What you have to do: Repeat the rows below from their first line through the line with "xmin=166 ymin=91 xmax=176 ymax=103", including both ends, and leave the pictures out of your answer.
-- Begin --
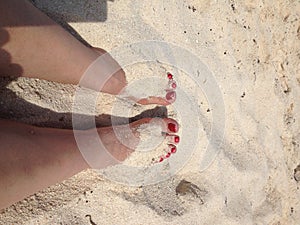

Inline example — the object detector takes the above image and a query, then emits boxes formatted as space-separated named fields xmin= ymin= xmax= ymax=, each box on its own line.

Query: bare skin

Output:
xmin=0 ymin=0 xmax=178 ymax=209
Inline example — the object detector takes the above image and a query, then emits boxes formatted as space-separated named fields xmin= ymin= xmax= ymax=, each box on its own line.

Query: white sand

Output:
xmin=0 ymin=0 xmax=300 ymax=225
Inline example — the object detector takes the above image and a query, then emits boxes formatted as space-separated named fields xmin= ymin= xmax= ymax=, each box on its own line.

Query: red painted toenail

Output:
xmin=174 ymin=136 xmax=180 ymax=143
xmin=171 ymin=146 xmax=177 ymax=154
xmin=166 ymin=91 xmax=176 ymax=101
xmin=168 ymin=123 xmax=178 ymax=133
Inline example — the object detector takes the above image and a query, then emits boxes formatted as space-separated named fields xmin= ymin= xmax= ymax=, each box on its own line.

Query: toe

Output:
xmin=167 ymin=135 xmax=180 ymax=144
xmin=166 ymin=91 xmax=176 ymax=103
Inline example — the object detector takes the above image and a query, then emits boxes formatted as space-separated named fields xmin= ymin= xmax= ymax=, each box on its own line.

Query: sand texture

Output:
xmin=0 ymin=0 xmax=300 ymax=225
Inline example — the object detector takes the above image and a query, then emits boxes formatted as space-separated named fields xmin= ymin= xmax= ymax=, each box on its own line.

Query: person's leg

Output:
xmin=0 ymin=119 xmax=178 ymax=209
xmin=0 ymin=0 xmax=175 ymax=105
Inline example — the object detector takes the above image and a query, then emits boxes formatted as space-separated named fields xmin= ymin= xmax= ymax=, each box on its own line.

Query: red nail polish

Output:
xmin=168 ymin=123 xmax=178 ymax=133
xmin=171 ymin=145 xmax=177 ymax=154
xmin=166 ymin=91 xmax=176 ymax=101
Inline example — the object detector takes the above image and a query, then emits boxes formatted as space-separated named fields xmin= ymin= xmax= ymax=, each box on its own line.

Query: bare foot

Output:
xmin=84 ymin=118 xmax=179 ymax=168
xmin=0 ymin=0 xmax=175 ymax=105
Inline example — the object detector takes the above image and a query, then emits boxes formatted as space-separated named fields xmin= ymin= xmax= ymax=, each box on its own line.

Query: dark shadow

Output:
xmin=0 ymin=0 xmax=167 ymax=129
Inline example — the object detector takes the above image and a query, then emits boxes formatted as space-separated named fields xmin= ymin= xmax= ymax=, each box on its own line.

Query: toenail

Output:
xmin=168 ymin=73 xmax=173 ymax=80
xmin=168 ymin=123 xmax=178 ymax=133
xmin=174 ymin=136 xmax=180 ymax=143
xmin=166 ymin=91 xmax=176 ymax=102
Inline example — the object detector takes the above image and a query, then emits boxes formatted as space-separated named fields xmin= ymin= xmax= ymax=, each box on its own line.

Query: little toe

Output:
xmin=167 ymin=134 xmax=180 ymax=144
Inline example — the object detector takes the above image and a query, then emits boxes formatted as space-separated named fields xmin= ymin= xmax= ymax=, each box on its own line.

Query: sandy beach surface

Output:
xmin=0 ymin=0 xmax=300 ymax=225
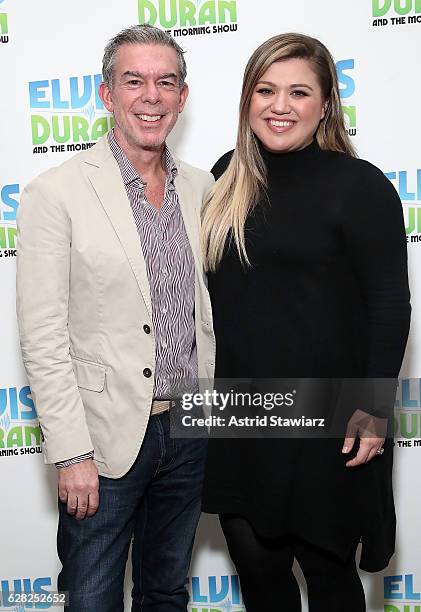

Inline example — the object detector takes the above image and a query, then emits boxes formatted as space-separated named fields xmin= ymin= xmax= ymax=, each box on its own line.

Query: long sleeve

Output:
xmin=342 ymin=161 xmax=411 ymax=377
xmin=17 ymin=172 xmax=93 ymax=463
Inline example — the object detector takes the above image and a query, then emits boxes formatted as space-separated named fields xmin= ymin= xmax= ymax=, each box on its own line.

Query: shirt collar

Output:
xmin=107 ymin=129 xmax=178 ymax=187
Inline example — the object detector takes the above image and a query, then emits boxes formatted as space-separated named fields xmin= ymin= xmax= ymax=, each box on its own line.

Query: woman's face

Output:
xmin=249 ymin=58 xmax=325 ymax=153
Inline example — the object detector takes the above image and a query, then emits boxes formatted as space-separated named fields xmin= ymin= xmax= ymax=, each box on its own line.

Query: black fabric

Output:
xmin=220 ymin=515 xmax=366 ymax=612
xmin=203 ymin=143 xmax=410 ymax=571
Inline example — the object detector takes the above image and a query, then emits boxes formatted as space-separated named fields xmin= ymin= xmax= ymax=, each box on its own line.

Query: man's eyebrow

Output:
xmin=121 ymin=70 xmax=144 ymax=79
xmin=121 ymin=70 xmax=178 ymax=79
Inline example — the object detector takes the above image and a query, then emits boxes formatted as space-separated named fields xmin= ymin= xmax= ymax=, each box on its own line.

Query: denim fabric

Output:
xmin=57 ymin=412 xmax=207 ymax=612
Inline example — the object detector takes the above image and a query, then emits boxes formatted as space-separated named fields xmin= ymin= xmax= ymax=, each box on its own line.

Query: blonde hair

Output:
xmin=202 ymin=33 xmax=356 ymax=271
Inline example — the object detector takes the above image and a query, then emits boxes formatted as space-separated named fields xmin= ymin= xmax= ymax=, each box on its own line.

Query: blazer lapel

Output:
xmin=86 ymin=143 xmax=152 ymax=317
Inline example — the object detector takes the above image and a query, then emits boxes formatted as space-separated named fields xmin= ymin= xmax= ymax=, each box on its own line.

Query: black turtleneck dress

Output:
xmin=203 ymin=142 xmax=410 ymax=571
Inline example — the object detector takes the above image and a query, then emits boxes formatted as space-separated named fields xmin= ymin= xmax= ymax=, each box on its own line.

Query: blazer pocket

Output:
xmin=72 ymin=357 xmax=105 ymax=393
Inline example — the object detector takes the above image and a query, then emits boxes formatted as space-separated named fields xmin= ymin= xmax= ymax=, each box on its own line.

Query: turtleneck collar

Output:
xmin=257 ymin=139 xmax=321 ymax=168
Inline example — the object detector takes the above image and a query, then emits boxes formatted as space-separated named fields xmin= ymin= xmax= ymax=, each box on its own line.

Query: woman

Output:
xmin=203 ymin=34 xmax=410 ymax=612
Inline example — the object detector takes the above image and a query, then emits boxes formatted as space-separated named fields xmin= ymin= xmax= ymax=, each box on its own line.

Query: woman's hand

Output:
xmin=342 ymin=410 xmax=387 ymax=467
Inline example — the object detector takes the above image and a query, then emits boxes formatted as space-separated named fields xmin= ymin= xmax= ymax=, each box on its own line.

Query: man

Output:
xmin=17 ymin=26 xmax=215 ymax=612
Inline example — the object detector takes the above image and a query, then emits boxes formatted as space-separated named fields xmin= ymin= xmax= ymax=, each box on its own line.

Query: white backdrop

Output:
xmin=0 ymin=0 xmax=421 ymax=612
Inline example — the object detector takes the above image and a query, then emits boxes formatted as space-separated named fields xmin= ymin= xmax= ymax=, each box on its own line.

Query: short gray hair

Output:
xmin=102 ymin=24 xmax=187 ymax=89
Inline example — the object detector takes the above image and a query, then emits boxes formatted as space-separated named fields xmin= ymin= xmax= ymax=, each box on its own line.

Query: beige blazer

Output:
xmin=17 ymin=138 xmax=215 ymax=478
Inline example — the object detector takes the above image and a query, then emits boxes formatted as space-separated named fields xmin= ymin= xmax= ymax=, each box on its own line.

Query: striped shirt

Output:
xmin=56 ymin=130 xmax=198 ymax=467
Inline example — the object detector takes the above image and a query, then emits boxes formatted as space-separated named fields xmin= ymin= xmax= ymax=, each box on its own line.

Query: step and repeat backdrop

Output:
xmin=0 ymin=0 xmax=421 ymax=612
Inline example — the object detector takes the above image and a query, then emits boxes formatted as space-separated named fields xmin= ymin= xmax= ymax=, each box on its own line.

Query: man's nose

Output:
xmin=141 ymin=82 xmax=160 ymax=104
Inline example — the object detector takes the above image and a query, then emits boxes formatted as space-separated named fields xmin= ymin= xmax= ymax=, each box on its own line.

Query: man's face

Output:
xmin=99 ymin=44 xmax=188 ymax=151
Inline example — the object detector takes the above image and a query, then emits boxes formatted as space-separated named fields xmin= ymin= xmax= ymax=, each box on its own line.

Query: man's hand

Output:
xmin=58 ymin=459 xmax=99 ymax=519
xmin=342 ymin=410 xmax=387 ymax=467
-- End --
The reply:
Inline example — the object detector takes the above image and a query, then emits boxes formatted as space-separated named fields xmin= ymin= xmax= ymax=, each box on its own line.

Query: bare skin

Output:
xmin=0 ymin=0 xmax=178 ymax=209
Inline example — the object detector takes the above image and a query, then emits boxes formatted as space-separated named fields xmin= ymin= xmax= ymax=, each box on its own line.

Query: white sand

Output:
xmin=0 ymin=0 xmax=300 ymax=225
Inline example — the object detector takes the above image and a query, then emits boxes formatted as space-separated named fields xmin= ymin= xmax= ymax=, each box on its own line.

Query: red painted toenail

Output:
xmin=174 ymin=136 xmax=180 ymax=143
xmin=171 ymin=146 xmax=177 ymax=154
xmin=166 ymin=91 xmax=176 ymax=101
xmin=168 ymin=123 xmax=178 ymax=133
Inline example — the object detector takes the above image and a query, then emits boxes formatted as space-separated named fields xmin= ymin= xmax= ymax=, each box on its own line.

Query: toe

Output:
xmin=167 ymin=135 xmax=180 ymax=144
xmin=166 ymin=91 xmax=176 ymax=103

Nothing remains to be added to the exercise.